Give all the records again, with no alterations.
::: INFORMATION SHOWN :::
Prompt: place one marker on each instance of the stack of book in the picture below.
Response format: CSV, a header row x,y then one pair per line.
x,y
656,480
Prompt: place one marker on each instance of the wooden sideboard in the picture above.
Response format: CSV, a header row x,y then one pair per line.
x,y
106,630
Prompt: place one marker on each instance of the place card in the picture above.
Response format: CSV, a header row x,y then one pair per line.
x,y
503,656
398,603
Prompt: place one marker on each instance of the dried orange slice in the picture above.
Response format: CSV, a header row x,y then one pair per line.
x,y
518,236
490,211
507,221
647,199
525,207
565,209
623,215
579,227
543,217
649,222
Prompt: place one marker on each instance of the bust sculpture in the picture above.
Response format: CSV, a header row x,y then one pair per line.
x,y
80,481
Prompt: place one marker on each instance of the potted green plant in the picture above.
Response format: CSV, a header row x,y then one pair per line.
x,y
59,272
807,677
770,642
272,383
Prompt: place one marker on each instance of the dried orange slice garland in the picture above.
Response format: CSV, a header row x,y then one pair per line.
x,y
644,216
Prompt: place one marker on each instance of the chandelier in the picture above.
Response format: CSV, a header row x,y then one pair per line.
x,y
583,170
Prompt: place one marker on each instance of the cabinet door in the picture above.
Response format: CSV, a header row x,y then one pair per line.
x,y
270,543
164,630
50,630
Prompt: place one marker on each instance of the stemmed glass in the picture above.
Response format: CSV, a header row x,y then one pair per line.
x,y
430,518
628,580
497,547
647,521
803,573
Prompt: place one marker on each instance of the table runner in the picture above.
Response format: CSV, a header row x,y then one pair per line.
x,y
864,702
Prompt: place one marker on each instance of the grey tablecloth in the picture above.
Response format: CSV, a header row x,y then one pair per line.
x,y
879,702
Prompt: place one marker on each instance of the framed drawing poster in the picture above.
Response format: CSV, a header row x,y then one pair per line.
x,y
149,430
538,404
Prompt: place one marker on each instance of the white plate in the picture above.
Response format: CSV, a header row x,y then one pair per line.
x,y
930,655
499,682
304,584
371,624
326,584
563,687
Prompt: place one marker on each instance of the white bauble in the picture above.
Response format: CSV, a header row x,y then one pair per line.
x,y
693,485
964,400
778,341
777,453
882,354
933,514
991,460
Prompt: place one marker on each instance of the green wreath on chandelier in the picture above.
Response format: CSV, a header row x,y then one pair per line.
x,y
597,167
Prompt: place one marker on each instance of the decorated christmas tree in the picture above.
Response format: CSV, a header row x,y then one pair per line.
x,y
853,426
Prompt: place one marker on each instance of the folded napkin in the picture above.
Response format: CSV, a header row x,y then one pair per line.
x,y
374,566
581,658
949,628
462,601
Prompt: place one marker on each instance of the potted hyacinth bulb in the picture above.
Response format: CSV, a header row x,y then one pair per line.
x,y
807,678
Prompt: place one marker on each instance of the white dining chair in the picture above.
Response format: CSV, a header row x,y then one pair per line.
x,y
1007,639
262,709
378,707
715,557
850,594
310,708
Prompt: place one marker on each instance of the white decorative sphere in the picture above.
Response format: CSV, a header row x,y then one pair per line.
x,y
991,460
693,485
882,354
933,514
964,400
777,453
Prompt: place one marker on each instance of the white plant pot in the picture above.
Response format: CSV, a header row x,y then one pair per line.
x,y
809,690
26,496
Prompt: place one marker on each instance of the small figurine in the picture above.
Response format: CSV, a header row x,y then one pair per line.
:::
PROBLEM SOLUTION:
Prompt: place one marker on each instance of the stack of book in the picture below.
Response format: CSV, a header row x,y then one pair per line.
x,y
656,480
Prompt: place one marker on each instance of the wooden sideboard in the picture above.
Response format: CSV, a header row x,y then one pair per line.
x,y
106,630
Prompt: place one marker on each instance of the place card in the picture above.
Response format: CSV, a header row x,y then one pair per line.
x,y
503,656
398,603
Prompt: place one marker on each instance of the dried orange slice in the picture above.
Response format: CSV, a header row x,y then one pair per line.
x,y
518,236
490,211
507,221
647,199
525,207
565,209
623,215
579,227
543,217
649,222
Prompt: place one marker on each instance of the bust sculpture in the picture above.
Response format: CSV, a header row x,y then one pair per line.
x,y
80,481
Prompt: place one marker on each instance of the potted green plant in the picture above.
Response format: CSV, a header row x,y then one pair per line.
x,y
59,272
807,677
770,642
272,383
Prompt: place one marker on each instance of the dried orange slice garland in the picture above.
Response format: CSV, a header row x,y then one pair per line.
x,y
644,216
Prompt: place one marker on each instance of the chandelier in the picture above.
Response format: CSV, a header row x,y then one pair per line.
x,y
583,170
Prompt: place one marker on each instance of the cabinet door in the picture above.
Response format: CSV, a header row x,y then one pair per line.
x,y
270,543
164,630
50,630
Prompt: place one marker on each instance of the stemmed glass in the picture above.
Response format: CSV, a header row x,y then one pair per line.
x,y
430,518
628,580
497,547
647,521
803,573
Prompt: place one marker on each instance of the table runner in the picture above.
Response format: CSV, a header row x,y then one pair per line.
x,y
864,702
Prompt: place one marker on each instance of the grey tablecloth in the picture above.
Response format: CSV, a header row x,y then one pair per line.
x,y
879,702
Prompt: place one marker on each instance of the framed drawing poster in the picture above.
Response format: CSV, a header row x,y then one pair per line.
x,y
149,430
538,404
Prompt: place one marker on each instance of the white plate in the picture above.
Response format: CSV, a header row x,y then one pair per line.
x,y
930,655
499,682
304,584
371,624
326,584
563,687
Prompt: place one marker on each instance of the white bauble in the picture above.
Response format: CSV, a header row x,y then one pair per line.
x,y
693,485
964,400
778,341
777,453
882,354
933,514
991,460
Prompt: place one marker on each instance of the green wreath on chandelier in the picture above.
Response format: CSV, a header row x,y then one pair per line.
x,y
597,167
Prompt: place one marker on each instance of the decorated christmas tree in the picture above.
Response format: CSV, a header row x,y then one pair per line.
x,y
853,426
Prompt: place one marker on each instance of the folded napkin in the picture above.
Response format: CSV, a header row x,y then one pair per line.
x,y
374,566
581,658
949,628
462,601
Prompt: place one marker on each instance of the potted hyacinth bulb in the picture above.
Response format: CSV, a header row x,y then one pair per line.
x,y
807,678
Prompt: place one marker on each instance of the white dining chair in the picture above.
Response format: CSV, a header row x,y then one pair per line.
x,y
1007,639
262,709
378,707
715,557
850,594
310,708
Prompt: place one marker on each instance of the white decorative sphere in the picture above.
Response format: CSV, a header row x,y then one pair per line.
x,y
991,460
693,485
882,354
933,514
964,400
777,453
Prompt: place one marker on each instance of the white plant pot in the picture above.
Response format: CSV, a header row x,y then one pair per line.
x,y
809,690
26,496
Prompt: place one marker on each instance of the small figurine in the picture above.
Response format: CSV, a header row x,y then one pair per line.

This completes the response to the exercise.